* INSTRUCTIONS FOR THE TASK
Say how many lines in the records contain the string "ceiling", giving the number by itself.

* EXTRACTED INFORMATION
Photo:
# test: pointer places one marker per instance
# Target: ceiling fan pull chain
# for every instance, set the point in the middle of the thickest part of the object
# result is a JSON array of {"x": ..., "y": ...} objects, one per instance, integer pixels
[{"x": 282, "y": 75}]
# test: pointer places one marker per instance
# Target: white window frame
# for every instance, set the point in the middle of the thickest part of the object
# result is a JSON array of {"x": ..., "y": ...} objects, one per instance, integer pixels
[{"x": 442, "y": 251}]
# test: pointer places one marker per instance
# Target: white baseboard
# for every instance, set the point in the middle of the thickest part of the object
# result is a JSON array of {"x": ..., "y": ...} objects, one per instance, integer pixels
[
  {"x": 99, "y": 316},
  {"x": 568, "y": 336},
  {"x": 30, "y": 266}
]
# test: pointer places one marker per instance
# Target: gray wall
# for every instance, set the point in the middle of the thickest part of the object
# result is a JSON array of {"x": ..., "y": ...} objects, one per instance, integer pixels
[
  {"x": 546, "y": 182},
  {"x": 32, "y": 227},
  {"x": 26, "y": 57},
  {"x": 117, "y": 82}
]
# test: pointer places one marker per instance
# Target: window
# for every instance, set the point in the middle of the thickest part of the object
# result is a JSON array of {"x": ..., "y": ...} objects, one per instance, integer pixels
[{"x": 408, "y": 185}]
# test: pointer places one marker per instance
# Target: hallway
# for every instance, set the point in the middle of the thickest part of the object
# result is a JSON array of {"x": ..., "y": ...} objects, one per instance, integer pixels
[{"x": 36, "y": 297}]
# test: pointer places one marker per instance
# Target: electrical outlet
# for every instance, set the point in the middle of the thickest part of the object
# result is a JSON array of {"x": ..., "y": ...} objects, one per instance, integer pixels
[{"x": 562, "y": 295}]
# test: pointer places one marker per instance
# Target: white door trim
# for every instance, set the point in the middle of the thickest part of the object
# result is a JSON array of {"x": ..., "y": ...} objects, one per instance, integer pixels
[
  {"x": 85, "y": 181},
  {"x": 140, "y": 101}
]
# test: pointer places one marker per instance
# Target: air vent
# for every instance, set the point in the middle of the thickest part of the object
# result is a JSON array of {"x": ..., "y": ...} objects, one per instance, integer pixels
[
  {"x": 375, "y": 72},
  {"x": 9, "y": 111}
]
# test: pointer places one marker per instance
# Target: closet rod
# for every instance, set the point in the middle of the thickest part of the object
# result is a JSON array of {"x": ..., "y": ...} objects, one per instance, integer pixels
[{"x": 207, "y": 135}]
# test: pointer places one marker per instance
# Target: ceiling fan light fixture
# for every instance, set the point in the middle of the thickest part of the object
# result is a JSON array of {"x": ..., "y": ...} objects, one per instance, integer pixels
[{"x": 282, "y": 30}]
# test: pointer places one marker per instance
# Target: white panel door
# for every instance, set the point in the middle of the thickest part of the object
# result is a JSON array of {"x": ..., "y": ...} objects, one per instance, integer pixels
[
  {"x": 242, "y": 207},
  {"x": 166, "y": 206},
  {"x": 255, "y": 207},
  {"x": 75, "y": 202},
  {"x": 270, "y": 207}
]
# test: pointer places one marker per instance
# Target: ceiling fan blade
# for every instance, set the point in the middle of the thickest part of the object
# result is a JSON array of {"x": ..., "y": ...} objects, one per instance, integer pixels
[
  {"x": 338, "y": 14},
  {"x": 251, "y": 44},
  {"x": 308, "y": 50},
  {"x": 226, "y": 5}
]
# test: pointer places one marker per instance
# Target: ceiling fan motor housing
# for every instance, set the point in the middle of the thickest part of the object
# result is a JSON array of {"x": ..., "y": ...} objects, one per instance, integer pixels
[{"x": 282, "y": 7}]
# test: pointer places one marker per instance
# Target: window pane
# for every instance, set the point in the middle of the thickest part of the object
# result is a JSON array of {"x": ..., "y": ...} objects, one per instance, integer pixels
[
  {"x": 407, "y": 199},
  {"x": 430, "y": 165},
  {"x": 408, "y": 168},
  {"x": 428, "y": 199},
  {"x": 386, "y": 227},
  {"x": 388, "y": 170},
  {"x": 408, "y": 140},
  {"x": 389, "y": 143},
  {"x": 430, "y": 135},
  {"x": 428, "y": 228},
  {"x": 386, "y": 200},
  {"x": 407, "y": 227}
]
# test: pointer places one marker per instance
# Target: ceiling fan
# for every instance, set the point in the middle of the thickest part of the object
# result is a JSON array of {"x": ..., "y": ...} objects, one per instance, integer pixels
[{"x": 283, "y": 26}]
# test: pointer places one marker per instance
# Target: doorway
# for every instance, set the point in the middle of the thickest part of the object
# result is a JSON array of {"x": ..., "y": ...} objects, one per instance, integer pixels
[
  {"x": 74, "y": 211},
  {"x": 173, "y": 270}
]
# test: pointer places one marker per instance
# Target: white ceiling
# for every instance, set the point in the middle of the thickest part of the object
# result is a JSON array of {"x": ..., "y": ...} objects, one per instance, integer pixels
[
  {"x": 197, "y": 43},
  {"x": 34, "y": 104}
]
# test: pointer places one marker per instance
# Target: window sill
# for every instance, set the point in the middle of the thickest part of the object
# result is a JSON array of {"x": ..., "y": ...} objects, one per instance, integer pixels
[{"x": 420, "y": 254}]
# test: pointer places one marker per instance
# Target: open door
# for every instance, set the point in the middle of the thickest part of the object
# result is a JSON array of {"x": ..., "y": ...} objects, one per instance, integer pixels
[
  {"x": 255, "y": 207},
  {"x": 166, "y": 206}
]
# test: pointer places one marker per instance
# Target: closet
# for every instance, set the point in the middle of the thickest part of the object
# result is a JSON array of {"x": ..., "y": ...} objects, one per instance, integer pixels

* EXERCISE ANSWER
6